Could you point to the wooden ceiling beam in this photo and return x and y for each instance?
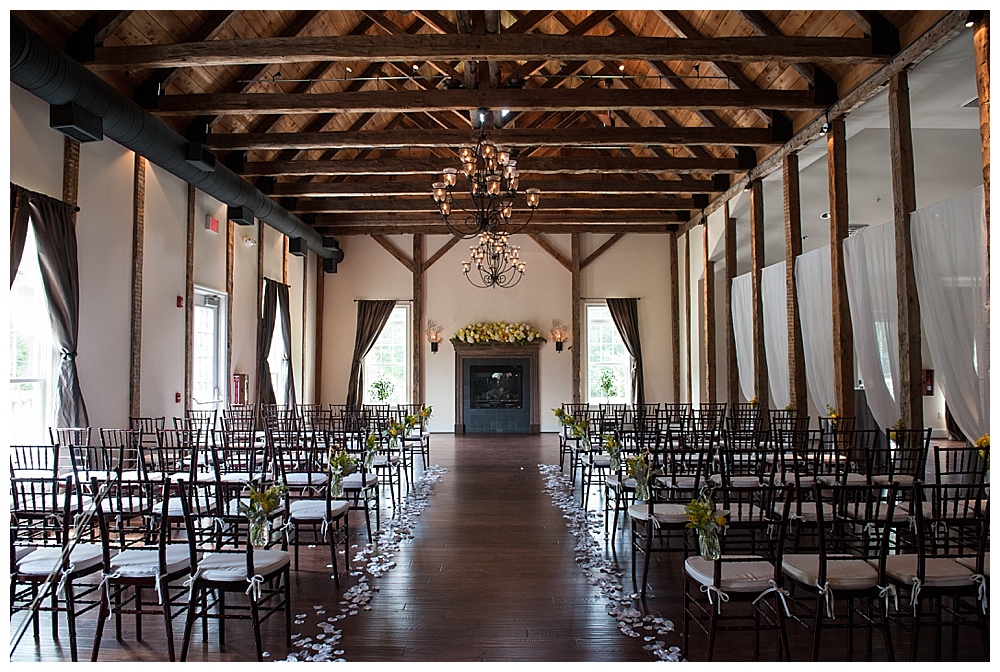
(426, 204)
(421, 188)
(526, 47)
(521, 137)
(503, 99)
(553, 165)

---

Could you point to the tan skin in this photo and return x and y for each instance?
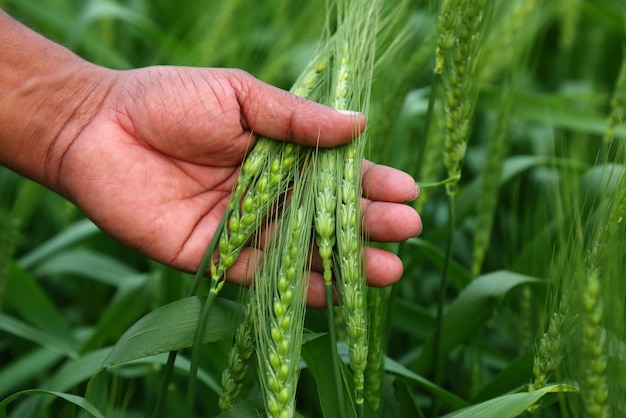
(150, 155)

---

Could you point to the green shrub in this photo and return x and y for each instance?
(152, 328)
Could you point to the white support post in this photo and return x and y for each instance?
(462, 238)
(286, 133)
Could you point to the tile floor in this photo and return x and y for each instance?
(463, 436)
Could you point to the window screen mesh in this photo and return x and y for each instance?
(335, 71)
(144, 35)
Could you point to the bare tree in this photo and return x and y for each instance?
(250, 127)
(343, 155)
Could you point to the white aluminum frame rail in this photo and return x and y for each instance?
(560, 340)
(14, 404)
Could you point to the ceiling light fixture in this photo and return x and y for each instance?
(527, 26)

---

Pick out each line in the records above that contains the word "white" and copy those lines.

Could you point to the white support post in this photo and return x and y for each instance?
Could you point to the white aluminum frame rail in this photo and return x and y for each instance?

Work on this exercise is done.